— START OF Text shown —

= Ursula Dronke =

English medievalist

Ursula Miriam Dronke (née Brown) (3 November 1920, Sunderland, UK - 8 March 2012, Cambridge, UK) was an English medievalist and former Vigfússon Reader in Old Norse at the University of Oxford and an Emeritus Fellow of Linacre College, Oxford. She also taught at LMU Munich and at the Faculty of Modern and Medieval Languages of the University of Cambridge.

==Biography==
Born in Sunderland and raised in Newcastle upon Tyne, where her father was a lecturer at Newcastle University, Ursula Brown attended Newcastle Church High School as a girl and began her academic studies as an undergraduate at the University of Tours in 1939, returning to England and enrolling in Somerville College, University of Oxford, after the outbreak of war. She then worked for the Board of Trade until 1946, when she returned to Somerville as a graduate student in Old Norse and beginning in 1950 was a fellow and tutor in English. Her Bachelor of Literature thesis on an edition of Þorgils and Hafliða from the Sturlunga saga was passed by J. R. R. Tolkien and Alistair Campbell in July 1949 and formed the basis of a monograph, Þorgils Saga ok Hafliða, published in 1952.

In 1960, Brown married fellow medievalist Peter Dronke, and moved with him to the University of Cambridge. They collaborated several times, and jointly gave the 1997 H.M. Chadwick Memorial Lecture at the Department of Anglo-Saxon, Norse and Celtic.

In the early 1970s, Ursula Dronke was a professor and acting head of Old Norse studies at LMU Munich. In 1976, she was elected Vigfússon Reader in Old Icelandic literature and antiquities at Oxford, and became a research fellow of Linacre College there. She retired and became emeritus Reader and emeritus fellow in 1988. She was able to obtain an endowment from the Rausing family of Sweden to support the Vigfússon Readership in perpetuity.

Dronke's edition of the Poetic Edda with translation and commentary (three volumes published of a projected four) has been praised for its scholarship, insight, and skilful and poetic renderings. The series "has completely dominated Eddaic studies worldwide, with the sophistication of its literary analyses and the tremendous breadth of background knowledge brought to bear on the poetry", and in particular, her translation of "Völuspá" "restored it as a work of art." Her collected essays, Myth and Fiction in Early Norse Lands (1996) relate a broad range of early Scandinavian literary and mythological topics to the Indo-European heritage and to medieval European thought, and "[demonstrate] the palpable enthusiasm of a fine scholar and teacher". In 1980, she gave the Dorothea Coke Memorial Lecture for the Viking Society for Northern Research, and she was co-editor of the festschrift for Gabriel Turville-Petre.

— END OF Text shown —

• _Set problem_: Write the next part of the Ursula Dronke biography, picking up after its final sentence.

— START OF Supplied data —

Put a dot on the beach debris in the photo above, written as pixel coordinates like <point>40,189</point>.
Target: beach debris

— END OF Supplied data —

• _Answer to the exercise_:
== Selected publications ==

===Editions and translations===
- (as Ursula Brown). Þorgils Saga ok Hafliða. Oxford English Monographs 3. London: Oxford, 1952.
- The Poetic Edda Volume I Heroic Poems. Edited with translation, introduction and commentary. Oxford: Clarendon/Oxford University, 1969.
- The Poetic Edda Volume II Mythological Poems. Edited with translation, introduction and commentary. Oxford: Clarendon/Oxford University, 1997. ISBN 0-19-811181-9
- The Poetic Edda Volume III Mythological Poems II. Edited with translation, introduction and commentary. Oxford: Clarendon/Oxford University, 2011. ISBN 0-19-811182-7

===Other books===
- (with Peter Dronke). Barbara et Antiquissima Carmina. 	 Publicaciones del Seminario de Literatura Medieval y Humanística. Barcelona: Universidad Autónoma, Faculdad de Letras, 1977. ISBN 84-600-0992-0
- The Role of Sexual Themes in Njáls Saga: The Dorothea Coke Memorial Lecture in Northern Studies delivered at University College London, 27 May 1980. London: Viking Society for Northern Research, 1981. (pdf)
- Myth and Fiction in Early Norse Lands. Collected Studies 524. Aldershot, Hampshire/Brookfield, Vermont: Variorum, 1996. ISBN 0-86078-545-9 (Collected articles)
- (with Peter Dronke). Growth of Literature: The Sea and the God of the Sea. H.M. Chadwick Memorial Lectures 8. Cambridge: Department of Anglo-Saxon, Norse and Celtic, 1997-98. ISBN 978-0-9532697-0-9

===Articles===
- (with Peter Dronke). "The Prologue of the Prose Edda: Explorations of a Latin Background". Sjötíu ritgerðir helgaðar Jakobi Benediktssyni 20. júlí 1977. Ed. Einar G. Pétursson and Jónas Kristjánsson. Reykjavík: Stofnun Árna Magnússonar, 1977. 153-76.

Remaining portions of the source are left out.